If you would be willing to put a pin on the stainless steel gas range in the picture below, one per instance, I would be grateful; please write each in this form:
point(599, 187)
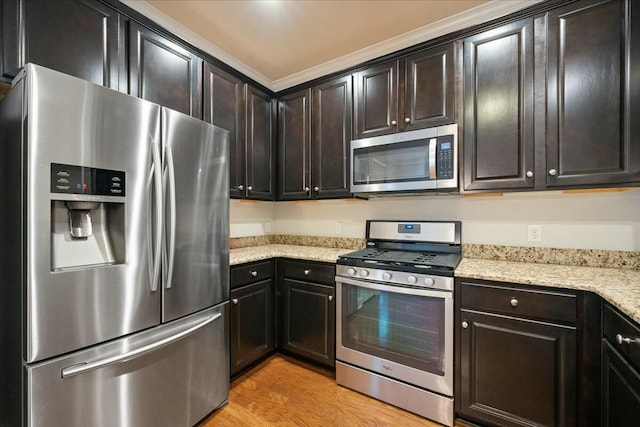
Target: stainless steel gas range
point(394, 316)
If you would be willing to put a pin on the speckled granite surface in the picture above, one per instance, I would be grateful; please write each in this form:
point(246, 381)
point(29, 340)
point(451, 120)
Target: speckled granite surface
point(621, 287)
point(619, 283)
point(575, 257)
point(311, 253)
point(283, 239)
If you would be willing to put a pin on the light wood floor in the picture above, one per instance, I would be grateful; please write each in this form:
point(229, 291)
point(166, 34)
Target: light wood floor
point(283, 392)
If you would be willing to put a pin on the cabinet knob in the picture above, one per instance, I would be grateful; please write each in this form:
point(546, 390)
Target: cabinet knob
point(620, 339)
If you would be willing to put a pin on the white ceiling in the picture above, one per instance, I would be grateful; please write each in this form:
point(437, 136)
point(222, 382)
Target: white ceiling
point(280, 43)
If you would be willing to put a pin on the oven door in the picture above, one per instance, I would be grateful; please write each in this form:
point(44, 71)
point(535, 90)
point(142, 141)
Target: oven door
point(403, 333)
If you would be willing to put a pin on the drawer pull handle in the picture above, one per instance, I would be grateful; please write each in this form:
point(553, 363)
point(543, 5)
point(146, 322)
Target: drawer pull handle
point(620, 339)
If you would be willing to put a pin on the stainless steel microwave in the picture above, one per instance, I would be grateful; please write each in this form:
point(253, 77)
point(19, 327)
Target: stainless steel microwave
point(416, 161)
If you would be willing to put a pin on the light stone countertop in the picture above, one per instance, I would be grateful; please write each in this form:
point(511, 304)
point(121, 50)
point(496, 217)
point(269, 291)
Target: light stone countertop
point(309, 253)
point(620, 287)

▬▬▬

TASK ITEM
Your task is to transcribe the line containing "point(246, 381)" and every line after it, through the last line of the data, exactly as written and with nothing more.

SOLUTION TO THIS PROBLEM
point(246, 381)
point(29, 340)
point(451, 120)
Target: speckled granite surface
point(621, 287)
point(619, 283)
point(575, 257)
point(311, 253)
point(283, 239)
If you would be willing to put a pin on the light wood floor in the picture above, one per instance, I would be grateful; please write each in this form:
point(229, 291)
point(166, 34)
Target: light wood floor
point(283, 392)
If you would be willing to put a pin on the cabinet knob in the picture above, one per instance, I would be grateful; please write each in this form:
point(546, 390)
Target: cabinet knob
point(620, 339)
If you would be willing to put a pin on the white ceiling in the picture above, one per instance, I would be grateful; please write each in this form:
point(437, 136)
point(222, 382)
Target: white ceiling
point(280, 43)
If you would be willing to put a pin on the oven door in the picture above, one per instance, I would be grateful; please write each in this form:
point(44, 71)
point(535, 90)
point(142, 141)
Target: oven door
point(403, 333)
If you would be willing to put a pin on the drawer pull handle in the picture above, one per instance, I would be grateful; please write each in this form:
point(553, 363)
point(543, 5)
point(146, 322)
Target: drawer pull handle
point(620, 339)
If you would be willing to put a pin on the stainless steel microwave in the picture above, one per instance, I would be grateful; please write each in this form:
point(253, 77)
point(19, 327)
Target: stainless steel microwave
point(416, 161)
If you would be willing to put a pin on the light stone countertop in the picture above, one per instance, I would be grateful; please write each in this form:
point(511, 304)
point(121, 50)
point(496, 217)
point(269, 291)
Target: light stone countertop
point(309, 253)
point(620, 287)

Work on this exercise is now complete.